** Start of Source document **

Wallet, iPod, Motorola Razr. Full-to-bursting kikay kit. A pair of shades. The prescription glasses you vow to wear more often, but don’t. Twelve-inch MacBook in its snug neoprene sleeve, its charger and a spare battery pack. Red Moleskine notebook, a couple of pens. A jacket, since your office is Siberia in Manila. A slinky black cami for after-dinner drinks with the girls. And since you simply can’t bear the thought of wearing your black work pumps with said cami, a pair of killer patent stilettos. A selection of cuffs and chains to accessorize. A book – just in case you get stuck in traffic. A change of underwear – just in case. The house keys. The kitchen sink. And then some.

This is your life, and you’d be nuts to try and stuff it all into a precious little satin clutch or a darling mini satchel (although you’ve tried more than once). Thankfully, now you don’t have to. The perpetually busy and style savvy can literally live large without having to resort to shapeless sacks, staid boxy suitcase-like contraptions, bulky backpacks, or (horror of horrors) very large paper bags – because in 2006, the big bag is back in a big way.

From Frumpy To Fashionable

Once considered the frumpy old maid aunt of the slim clutch and sleek handbag, the big bag has been refreshed and refurbished with style, enjoying a resurgence on fall runways. Fashion’s biggest names have eschewed flimsy miniatures in favor of more practical, large bags without sacrificing form for function. A number of designers have already invested in big bags, making them a key for look both the current and coming retail seasons – and making the lives of on-the-go urbanites easier and choicer well into 2007.

Inspired by the frenetic lifestyles of New York women, today’s big bags are built to hold everything one could ever need to dash off from work to after-hours pursuits, be it a dinner, yoga class or a evening out on the town. More importantly, these bags sport a stylish gloss that allows a whopper of a bag to transition flawlessly from day to night. So you can cart the kitchen sink to work and back if you so desire, and still look your chic and sexy best – because the big bag has gone from frumpy to fashionable.

Luxe Leathers, Soft Silhouettes

To catapult the big bag from dowdy to divine, designers from Anya Hindmarch to Zac Posen have dipped into an equally immense bag of tricks, which includes a variety of luxe materials, a plethora of details, and a bag hag’s candyland of shapes and silhouettes. But only one size – large, of course.

** End of Source document **

### Directions:
• A. Answer these from the article on big bags:
(i) What color is the Moleskine notebook in the opening list?
(ii) The lifestyles of women from which city inspired today's big bags?
(iii) Which two designers mark the range of names in the section "Luxe Leathers, Soft Silhouettes"?
• B. Put this sentence from the big-bag article into Spanish: "More importantly, these bags sport a stylish gloss that allows a whopper of a bag to transition flawlessly from day to night."
• C. Resume the article on the return of big bags, picking up right after its final sentence about there being only one size.

** Start of Supplied records **

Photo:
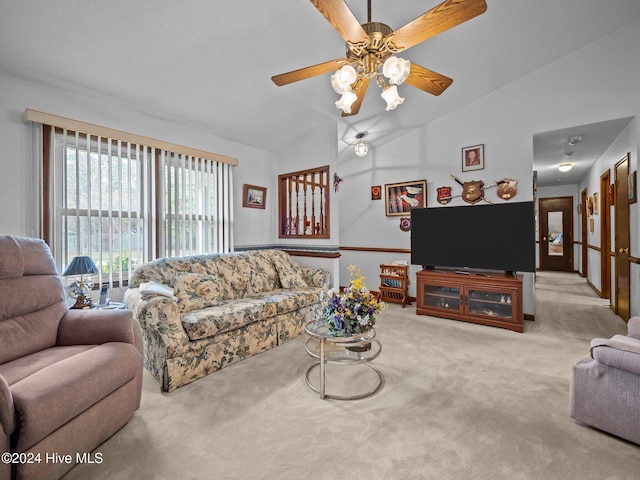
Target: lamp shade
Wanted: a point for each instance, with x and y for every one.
(81, 265)
(346, 101)
(390, 94)
(396, 70)
(343, 78)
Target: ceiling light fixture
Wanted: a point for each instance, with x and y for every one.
(352, 77)
(360, 148)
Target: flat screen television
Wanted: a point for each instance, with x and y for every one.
(488, 237)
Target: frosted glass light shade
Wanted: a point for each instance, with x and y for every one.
(361, 148)
(396, 70)
(346, 101)
(390, 94)
(343, 78)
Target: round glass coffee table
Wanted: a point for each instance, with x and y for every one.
(359, 349)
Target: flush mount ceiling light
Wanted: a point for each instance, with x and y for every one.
(360, 148)
(371, 49)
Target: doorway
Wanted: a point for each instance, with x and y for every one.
(622, 240)
(584, 245)
(605, 235)
(556, 229)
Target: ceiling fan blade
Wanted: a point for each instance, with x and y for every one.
(437, 20)
(427, 80)
(360, 91)
(308, 72)
(342, 19)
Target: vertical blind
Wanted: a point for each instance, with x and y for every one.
(124, 203)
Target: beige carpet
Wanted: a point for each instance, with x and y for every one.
(460, 401)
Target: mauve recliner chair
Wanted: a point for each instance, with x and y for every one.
(69, 379)
(605, 391)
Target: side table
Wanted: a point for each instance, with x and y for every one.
(326, 348)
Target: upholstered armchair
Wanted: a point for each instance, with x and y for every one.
(605, 392)
(69, 379)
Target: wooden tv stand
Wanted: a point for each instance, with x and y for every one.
(484, 297)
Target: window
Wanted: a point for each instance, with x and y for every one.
(303, 206)
(125, 200)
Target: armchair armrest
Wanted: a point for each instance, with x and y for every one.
(317, 277)
(633, 327)
(7, 412)
(619, 351)
(93, 327)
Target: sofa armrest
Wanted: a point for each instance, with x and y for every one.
(317, 277)
(619, 351)
(7, 412)
(633, 327)
(94, 327)
(160, 318)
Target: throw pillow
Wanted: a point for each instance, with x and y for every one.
(289, 272)
(195, 291)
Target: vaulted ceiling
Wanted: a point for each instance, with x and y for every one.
(208, 64)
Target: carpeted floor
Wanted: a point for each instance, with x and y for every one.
(460, 401)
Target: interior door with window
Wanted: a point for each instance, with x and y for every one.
(556, 234)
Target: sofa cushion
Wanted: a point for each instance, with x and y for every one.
(287, 300)
(289, 272)
(231, 314)
(195, 291)
(49, 398)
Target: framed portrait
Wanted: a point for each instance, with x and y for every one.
(473, 158)
(632, 193)
(254, 196)
(400, 198)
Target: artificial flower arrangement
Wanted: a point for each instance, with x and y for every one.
(351, 311)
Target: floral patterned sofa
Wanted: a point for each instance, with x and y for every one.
(224, 308)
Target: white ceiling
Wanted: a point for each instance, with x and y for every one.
(208, 64)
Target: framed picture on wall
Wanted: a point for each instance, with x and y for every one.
(473, 158)
(400, 198)
(254, 196)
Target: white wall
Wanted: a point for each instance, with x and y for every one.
(19, 190)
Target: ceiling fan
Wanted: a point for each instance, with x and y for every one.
(370, 50)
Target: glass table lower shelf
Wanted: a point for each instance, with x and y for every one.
(327, 349)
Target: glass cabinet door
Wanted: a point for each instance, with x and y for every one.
(447, 298)
(491, 303)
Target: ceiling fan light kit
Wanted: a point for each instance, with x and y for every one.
(360, 148)
(370, 52)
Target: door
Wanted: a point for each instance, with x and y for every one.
(584, 245)
(622, 240)
(556, 230)
(605, 235)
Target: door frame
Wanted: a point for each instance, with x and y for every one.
(584, 235)
(622, 258)
(605, 235)
(565, 263)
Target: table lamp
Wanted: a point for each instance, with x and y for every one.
(80, 290)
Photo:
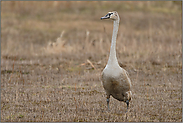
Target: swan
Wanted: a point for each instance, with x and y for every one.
(115, 79)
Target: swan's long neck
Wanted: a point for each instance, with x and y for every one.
(112, 56)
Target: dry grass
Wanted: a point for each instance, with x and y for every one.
(53, 53)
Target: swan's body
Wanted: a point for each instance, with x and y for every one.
(114, 78)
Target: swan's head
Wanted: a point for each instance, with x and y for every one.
(111, 15)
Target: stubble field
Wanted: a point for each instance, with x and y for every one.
(53, 53)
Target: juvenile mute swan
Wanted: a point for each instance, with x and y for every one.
(114, 78)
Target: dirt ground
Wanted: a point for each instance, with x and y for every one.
(53, 53)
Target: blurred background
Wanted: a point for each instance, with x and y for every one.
(53, 53)
(61, 27)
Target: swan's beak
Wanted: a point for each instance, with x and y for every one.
(104, 17)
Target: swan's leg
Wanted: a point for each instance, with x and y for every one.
(108, 96)
(127, 103)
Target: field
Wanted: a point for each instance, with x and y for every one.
(53, 53)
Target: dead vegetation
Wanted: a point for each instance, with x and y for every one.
(53, 53)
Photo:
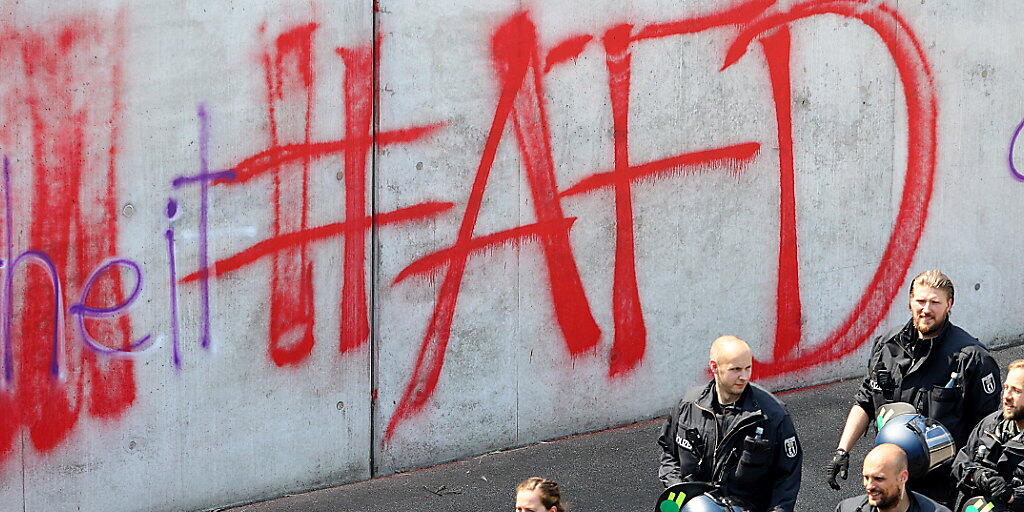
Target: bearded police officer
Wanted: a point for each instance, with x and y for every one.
(933, 365)
(991, 465)
(885, 476)
(735, 435)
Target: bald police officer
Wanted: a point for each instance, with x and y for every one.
(933, 365)
(885, 475)
(734, 434)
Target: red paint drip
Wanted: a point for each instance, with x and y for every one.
(787, 306)
(631, 333)
(74, 207)
(290, 101)
(358, 86)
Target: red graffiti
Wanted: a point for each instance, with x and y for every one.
(289, 71)
(519, 66)
(61, 113)
(922, 110)
(290, 75)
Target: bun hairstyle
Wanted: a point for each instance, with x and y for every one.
(550, 495)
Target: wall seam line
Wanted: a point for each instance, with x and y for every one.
(25, 500)
(374, 253)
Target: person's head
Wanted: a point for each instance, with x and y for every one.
(731, 364)
(885, 474)
(1013, 392)
(539, 495)
(931, 299)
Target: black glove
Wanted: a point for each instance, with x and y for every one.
(992, 485)
(840, 465)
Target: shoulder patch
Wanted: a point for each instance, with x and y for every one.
(791, 446)
(988, 383)
(682, 441)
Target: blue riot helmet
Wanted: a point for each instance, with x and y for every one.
(692, 497)
(675, 497)
(927, 442)
(708, 503)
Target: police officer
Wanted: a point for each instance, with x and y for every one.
(733, 434)
(991, 465)
(933, 365)
(885, 485)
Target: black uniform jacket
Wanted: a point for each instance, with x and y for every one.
(903, 368)
(983, 449)
(763, 473)
(919, 503)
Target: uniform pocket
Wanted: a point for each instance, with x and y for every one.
(944, 406)
(755, 460)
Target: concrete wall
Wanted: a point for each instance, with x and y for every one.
(569, 201)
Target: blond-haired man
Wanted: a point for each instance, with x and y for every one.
(734, 434)
(935, 366)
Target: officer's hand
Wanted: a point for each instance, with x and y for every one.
(993, 485)
(840, 465)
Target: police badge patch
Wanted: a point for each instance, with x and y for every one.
(989, 383)
(791, 446)
(684, 442)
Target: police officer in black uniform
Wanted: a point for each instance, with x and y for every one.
(991, 465)
(885, 476)
(933, 365)
(735, 435)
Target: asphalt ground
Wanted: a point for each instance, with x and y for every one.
(606, 471)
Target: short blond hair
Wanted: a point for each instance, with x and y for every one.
(551, 495)
(933, 279)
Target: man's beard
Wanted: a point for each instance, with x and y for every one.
(936, 327)
(888, 501)
(1014, 414)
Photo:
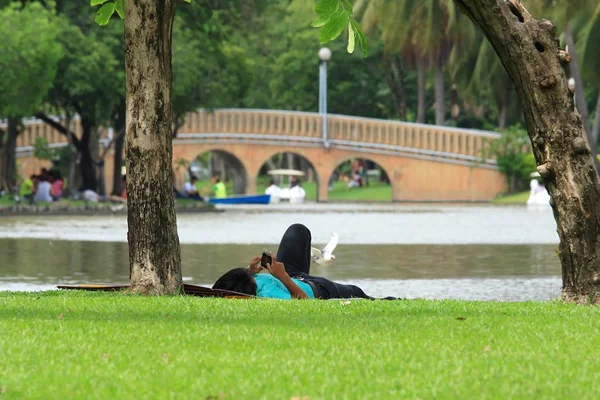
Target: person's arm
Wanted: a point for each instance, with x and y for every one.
(255, 266)
(277, 269)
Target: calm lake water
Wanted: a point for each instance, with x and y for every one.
(430, 251)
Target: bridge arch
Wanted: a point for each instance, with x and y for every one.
(229, 164)
(336, 172)
(304, 156)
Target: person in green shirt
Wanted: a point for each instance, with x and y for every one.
(26, 188)
(218, 188)
(288, 274)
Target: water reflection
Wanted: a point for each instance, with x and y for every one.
(508, 272)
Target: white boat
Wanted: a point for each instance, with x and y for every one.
(538, 195)
(294, 194)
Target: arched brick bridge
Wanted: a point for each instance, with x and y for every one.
(423, 162)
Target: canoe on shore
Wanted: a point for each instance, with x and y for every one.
(193, 290)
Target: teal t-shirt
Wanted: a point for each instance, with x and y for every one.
(269, 286)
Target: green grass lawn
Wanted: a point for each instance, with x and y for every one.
(516, 198)
(77, 345)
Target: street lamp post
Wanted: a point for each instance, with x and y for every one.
(324, 55)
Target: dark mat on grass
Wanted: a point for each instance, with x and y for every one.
(193, 290)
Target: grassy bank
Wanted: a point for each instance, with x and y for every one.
(516, 198)
(99, 345)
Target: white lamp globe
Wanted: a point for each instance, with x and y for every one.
(325, 54)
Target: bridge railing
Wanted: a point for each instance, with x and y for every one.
(343, 130)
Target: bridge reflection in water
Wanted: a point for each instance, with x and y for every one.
(423, 162)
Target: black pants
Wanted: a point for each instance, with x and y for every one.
(294, 253)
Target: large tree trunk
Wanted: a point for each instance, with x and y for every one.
(503, 107)
(154, 254)
(118, 162)
(596, 127)
(394, 76)
(440, 100)
(529, 50)
(421, 82)
(576, 74)
(119, 143)
(89, 152)
(8, 155)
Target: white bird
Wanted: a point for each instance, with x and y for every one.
(325, 256)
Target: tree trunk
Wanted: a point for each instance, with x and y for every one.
(503, 109)
(72, 185)
(394, 76)
(154, 253)
(421, 91)
(529, 50)
(440, 98)
(576, 74)
(119, 142)
(8, 161)
(596, 128)
(118, 163)
(290, 160)
(87, 162)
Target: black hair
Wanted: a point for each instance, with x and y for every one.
(238, 280)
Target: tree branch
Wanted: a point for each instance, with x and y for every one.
(60, 128)
(529, 50)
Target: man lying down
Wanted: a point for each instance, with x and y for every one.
(288, 274)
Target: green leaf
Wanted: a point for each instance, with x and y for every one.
(351, 38)
(348, 6)
(335, 26)
(362, 39)
(326, 8)
(120, 8)
(104, 13)
(319, 22)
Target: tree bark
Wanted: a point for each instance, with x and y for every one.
(8, 155)
(421, 91)
(503, 112)
(154, 253)
(440, 100)
(394, 76)
(118, 162)
(119, 143)
(576, 74)
(529, 50)
(596, 127)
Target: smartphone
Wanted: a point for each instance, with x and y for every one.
(266, 259)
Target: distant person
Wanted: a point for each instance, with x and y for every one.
(218, 188)
(92, 196)
(297, 191)
(273, 189)
(355, 181)
(42, 192)
(26, 188)
(189, 189)
(57, 185)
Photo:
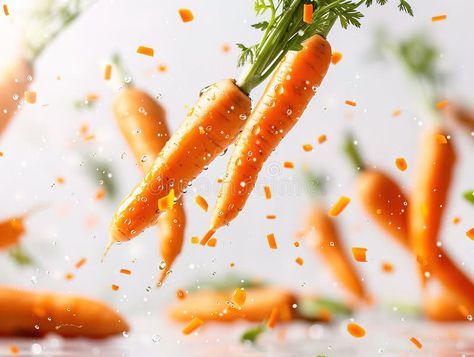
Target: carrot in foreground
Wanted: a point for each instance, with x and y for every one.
(30, 314)
(142, 121)
(284, 100)
(49, 18)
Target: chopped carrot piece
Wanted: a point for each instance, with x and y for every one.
(192, 326)
(99, 194)
(80, 263)
(308, 13)
(359, 254)
(416, 343)
(30, 97)
(396, 113)
(125, 271)
(146, 51)
(201, 201)
(268, 192)
(339, 206)
(439, 18)
(271, 241)
(336, 57)
(442, 104)
(207, 236)
(108, 72)
(272, 320)
(401, 163)
(165, 203)
(239, 296)
(181, 294)
(441, 139)
(186, 15)
(470, 233)
(212, 242)
(387, 267)
(14, 350)
(355, 330)
(307, 147)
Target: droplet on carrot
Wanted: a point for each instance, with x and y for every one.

** End of Supplied records **

### Responses by task:
• A.
(i) Red
(ii) New York
(iii) Anya Hindmarch and Zac Posen

• B. Más importante aún, estos bolsos lucen un brillo elegante que permite que un bolso enorme pase sin problemas del día a la noche.

• C.
Luxe leathers figure prominently among the recent harvest of huge bags, with finishes that make the big bag whisper “touch me” rather than shout “I have a million and two things to do today, and damned if I’ll carry one of those silly armpit bags.” Distressed, pebbled, quilted – texture is the name of the game, as shown by the recent runway crop: outsized totes from Prada and Marc Jacobs in deerskin and quilted leather, respectively, as well as pebbled leather hobos from Burberry and rich buffalo leather shoulder bags from Valentino.

The belt isn’t the only accessory that’s going patent and huge as of late; the big bag is hot on its trail. Pick up a huge tote or bowling bag in black patent, resist the urge to match it with your wide patent belt (there’s always tomorrow), and you’ll be all set. Look to Jimmy Choo’s gold-buckled totes and to Anya Hindmarch’s roomy, luxe bowling bags for a little black patent inspiration.

And while we’re on the subject, bowling bags have found fashion favor once more. Bowling shapes abound on fall runways; Marni has released bowling bags in cream and dark brown, dressed up with chains and discs, while Chloe has beefed up its Paddington line with metallic bowling bags. Apart from bowling bags, the hottest big bags come in relaxed and rounded shapes, boasting soft edges, curved frames, and of course, lots of room.

Get The Look

For bag hags who are on the hunt for the new and improved big bag, hie off to SM for the latest textures and silhouettes – without the mind-blowing price tag. Load up on details and embellishments; fall’s harvest of bags are decidedly un-minimalist. Go nautical with stripes and braided (keep one eye peeled for braided handles), equestrian with straps and buckles.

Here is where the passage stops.